**Task to complete:** Would you print all of the entries word for word?

-------- Given records --------

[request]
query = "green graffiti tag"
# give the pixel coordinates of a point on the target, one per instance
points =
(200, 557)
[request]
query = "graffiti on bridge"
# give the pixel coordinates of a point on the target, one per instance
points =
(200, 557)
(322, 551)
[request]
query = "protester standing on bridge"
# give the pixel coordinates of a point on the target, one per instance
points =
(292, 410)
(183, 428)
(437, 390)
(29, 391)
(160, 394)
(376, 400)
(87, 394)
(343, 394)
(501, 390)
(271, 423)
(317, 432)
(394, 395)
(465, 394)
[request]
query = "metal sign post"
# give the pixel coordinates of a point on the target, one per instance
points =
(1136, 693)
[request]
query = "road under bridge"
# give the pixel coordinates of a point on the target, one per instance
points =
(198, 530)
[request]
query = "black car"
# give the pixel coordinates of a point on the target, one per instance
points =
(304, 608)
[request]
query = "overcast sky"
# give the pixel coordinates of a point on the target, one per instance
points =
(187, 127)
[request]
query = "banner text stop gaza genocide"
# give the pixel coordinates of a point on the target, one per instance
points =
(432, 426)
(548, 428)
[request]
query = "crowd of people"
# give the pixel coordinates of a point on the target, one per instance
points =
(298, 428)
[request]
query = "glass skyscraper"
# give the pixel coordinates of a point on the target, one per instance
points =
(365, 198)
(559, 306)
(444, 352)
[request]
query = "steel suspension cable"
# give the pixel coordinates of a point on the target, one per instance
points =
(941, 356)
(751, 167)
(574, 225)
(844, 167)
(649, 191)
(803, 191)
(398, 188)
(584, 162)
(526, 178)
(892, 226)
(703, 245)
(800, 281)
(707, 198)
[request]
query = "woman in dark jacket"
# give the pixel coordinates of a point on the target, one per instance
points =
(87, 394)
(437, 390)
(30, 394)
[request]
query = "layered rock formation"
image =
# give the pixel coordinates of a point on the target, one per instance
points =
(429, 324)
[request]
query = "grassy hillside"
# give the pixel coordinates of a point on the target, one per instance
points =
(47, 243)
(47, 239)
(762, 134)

--------

**Exercise result:**
[request]
query = "green graffiti tag"
# give the pixel coordinates of a point on the target, one per instance
points =
(200, 557)
[request]
query = "graffiti on bridge"
# give the pixel coordinates of a point on the target, one per instance
points =
(200, 557)
(322, 551)
[request]
query = "protester standing on bridge"
# give the pixel coordinates of a point on the target, one per instance
points =
(292, 410)
(183, 428)
(437, 390)
(29, 391)
(160, 394)
(376, 400)
(87, 394)
(343, 394)
(501, 390)
(271, 423)
(317, 432)
(394, 395)
(465, 394)
[request]
query = "metal sign post"
# give the pixel coordinates of a point on the target, one per instance
points =
(1136, 693)
[request]
query = "road under bridge"
# give the pixel coordinates of a point on the target, one per instance
points =
(198, 530)
[request]
query = "black car"
# give the pixel coordinates of a point on the target, one per instance
points =
(304, 608)
[request]
query = "overcast sky"
# give the pixel coordinates of a point on the target, one per instance
points =
(187, 127)
[request]
query = "banner text stop gaza genocide"
# give the pixel coordinates of a point on the target, one per instance
points =
(432, 426)
(548, 428)
[request]
query = "crowd of people"
# give the pixel coordinates of a point on the target, one per instance
points =
(298, 428)
[request]
query = "glass skyscraper"
# give the pixel coordinates of a point on the target, one per instance
points =
(365, 198)
(559, 306)
(444, 352)
[request]
query = "steel suspension cable"
# give the pixel coordinates of a point on the target, one per instance
points =
(941, 356)
(751, 167)
(574, 225)
(844, 167)
(649, 191)
(803, 191)
(398, 188)
(584, 162)
(526, 178)
(892, 226)
(703, 245)
(800, 281)
(707, 198)
[request]
query = "woman in dark jacket"
# give the pixel coordinates of a point on the target, one per instance
points =
(87, 394)
(437, 390)
(30, 394)
[request]
query = "layered rock formation"
image =
# give the pixel coordinates of a point on the target, one per instance
points =
(429, 324)
[request]
query = "grassy hillside"
# give the pixel coordinates of a point on the target, one per instance
points =
(47, 243)
(47, 239)
(762, 134)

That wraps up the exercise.